**DATASET RECORDS**
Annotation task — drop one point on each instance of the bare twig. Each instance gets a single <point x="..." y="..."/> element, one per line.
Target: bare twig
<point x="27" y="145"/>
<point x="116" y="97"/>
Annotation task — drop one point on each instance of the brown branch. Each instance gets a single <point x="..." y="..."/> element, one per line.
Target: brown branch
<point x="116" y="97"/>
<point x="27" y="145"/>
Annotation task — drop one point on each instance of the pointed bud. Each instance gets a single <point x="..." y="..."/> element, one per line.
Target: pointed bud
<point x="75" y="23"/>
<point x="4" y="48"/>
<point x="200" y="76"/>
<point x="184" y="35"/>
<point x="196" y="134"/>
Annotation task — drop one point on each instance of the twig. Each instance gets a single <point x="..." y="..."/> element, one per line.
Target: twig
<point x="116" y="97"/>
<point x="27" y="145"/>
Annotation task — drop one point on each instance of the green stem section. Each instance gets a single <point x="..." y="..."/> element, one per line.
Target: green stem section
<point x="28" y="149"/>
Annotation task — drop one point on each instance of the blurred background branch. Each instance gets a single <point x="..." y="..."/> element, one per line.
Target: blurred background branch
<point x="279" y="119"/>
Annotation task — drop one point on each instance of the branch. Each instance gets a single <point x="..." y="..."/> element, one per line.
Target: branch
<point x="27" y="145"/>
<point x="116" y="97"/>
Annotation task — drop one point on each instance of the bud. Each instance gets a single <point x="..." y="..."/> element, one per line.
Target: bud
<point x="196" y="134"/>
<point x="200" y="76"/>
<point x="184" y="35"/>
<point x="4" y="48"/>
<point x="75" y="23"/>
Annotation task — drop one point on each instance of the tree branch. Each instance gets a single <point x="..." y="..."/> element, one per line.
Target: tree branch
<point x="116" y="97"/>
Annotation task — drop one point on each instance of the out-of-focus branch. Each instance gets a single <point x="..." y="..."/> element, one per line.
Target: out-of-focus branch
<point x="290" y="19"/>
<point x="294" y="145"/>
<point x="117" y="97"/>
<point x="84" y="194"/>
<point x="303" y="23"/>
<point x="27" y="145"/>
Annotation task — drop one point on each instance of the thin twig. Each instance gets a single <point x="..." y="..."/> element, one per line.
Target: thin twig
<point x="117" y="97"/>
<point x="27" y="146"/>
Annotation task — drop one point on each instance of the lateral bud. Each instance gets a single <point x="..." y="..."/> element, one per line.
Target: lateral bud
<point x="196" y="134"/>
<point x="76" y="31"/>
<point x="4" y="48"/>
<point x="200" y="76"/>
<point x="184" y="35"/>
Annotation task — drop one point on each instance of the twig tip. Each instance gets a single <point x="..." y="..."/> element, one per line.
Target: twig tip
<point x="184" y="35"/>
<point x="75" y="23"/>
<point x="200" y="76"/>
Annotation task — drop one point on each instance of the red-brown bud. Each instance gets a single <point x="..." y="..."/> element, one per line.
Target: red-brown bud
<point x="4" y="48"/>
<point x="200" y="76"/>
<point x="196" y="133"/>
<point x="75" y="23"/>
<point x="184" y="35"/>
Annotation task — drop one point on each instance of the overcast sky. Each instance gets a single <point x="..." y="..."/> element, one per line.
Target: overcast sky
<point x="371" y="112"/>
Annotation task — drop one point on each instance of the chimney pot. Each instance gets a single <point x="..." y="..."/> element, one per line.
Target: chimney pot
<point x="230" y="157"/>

**GOAL OF THE EXERCISE**
Repeat each record in full; every line must match exactly.

**WRITTEN REPLY**
Annotation task — drop one point on each instance of the bare twig. Each instance gets a single <point x="..." y="..."/> element, one per line.
Target: bare twig
<point x="27" y="145"/>
<point x="116" y="97"/>
Annotation task — drop one point on each instance of the brown branch. Each instance gets a single <point x="..." y="..."/> element, one per line.
Target: brown branch
<point x="116" y="97"/>
<point x="27" y="145"/>
Annotation task — drop one point on each instance of the pointed bud. Each instance gets a single <point x="..." y="..."/> element, one per line.
Target: pointed bud
<point x="75" y="23"/>
<point x="4" y="48"/>
<point x="200" y="76"/>
<point x="184" y="35"/>
<point x="196" y="134"/>
Annotation task — drop one point on each instance of the twig. Each instance gets a single <point x="..." y="..."/> element, one per line.
Target: twig
<point x="116" y="97"/>
<point x="27" y="145"/>
Annotation task — drop one point on each instance of the green stem section. Each instance gets a single <point x="..." y="..."/> element, one per line.
Target: green stem section
<point x="28" y="149"/>
Annotation task — drop one point on each instance of the blurred background branch. Each instance gets a single <point x="..." y="..."/> element, one per line.
Target: blurred background branch
<point x="279" y="119"/>
Annotation task — drop one point on each instance of the branch. Each instance gets a single <point x="..." y="..."/> element, one per line.
Target: branch
<point x="27" y="145"/>
<point x="116" y="97"/>
Annotation task — drop one point on each instance of the bud. Each instance gets a single <point x="..." y="..."/> element, one per line.
Target: bud
<point x="196" y="134"/>
<point x="200" y="76"/>
<point x="184" y="35"/>
<point x="4" y="48"/>
<point x="75" y="23"/>
Annotation task — drop one point on each instance of the tree branch. Each instance gets a single <point x="..." y="..."/> element, one per line.
Target: tree branch
<point x="116" y="97"/>
Annotation task — drop one point on each instance of the out-of-focus branch. Each instance gets a single <point x="..." y="..."/> element, one per line.
Target: out-of-focus branch
<point x="290" y="19"/>
<point x="294" y="145"/>
<point x="117" y="97"/>
<point x="84" y="194"/>
<point x="303" y="23"/>
<point x="27" y="145"/>
Annotation task — drop one point on each instance of the thin twig. Each instance gets a single <point x="..." y="..."/> element, one per line.
Target: thin twig
<point x="117" y="97"/>
<point x="27" y="146"/>
Annotation task — drop one point on each instance of the lateral bud. Each instance gets a single <point x="..." y="..."/> element, one per line.
Target: lateral bud
<point x="196" y="134"/>
<point x="76" y="31"/>
<point x="4" y="48"/>
<point x="200" y="76"/>
<point x="184" y="35"/>
Annotation task — drop one point on each instance of the twig tip. Each instance gets a single <point x="..." y="..."/> element, one per line.
Target: twig tip
<point x="184" y="35"/>
<point x="75" y="23"/>
<point x="200" y="76"/>
Annotation task — drop one point on each instance of the red-brown bud. Each instance gets a single <point x="..." y="..."/> element, one per line.
Target: red-brown bud
<point x="4" y="48"/>
<point x="200" y="76"/>
<point x="196" y="133"/>
<point x="75" y="23"/>
<point x="184" y="35"/>
Annotation task — drop one point on each instance of the overcast sky. Each instance gets a single <point x="..." y="..."/> element, one per line.
Target: overcast sky
<point x="371" y="112"/>
Annotation task — drop one point on each instance of the chimney pot. Each instance gets a single <point x="..." y="..."/> element, one per line.
Target: chimney pot
<point x="230" y="157"/>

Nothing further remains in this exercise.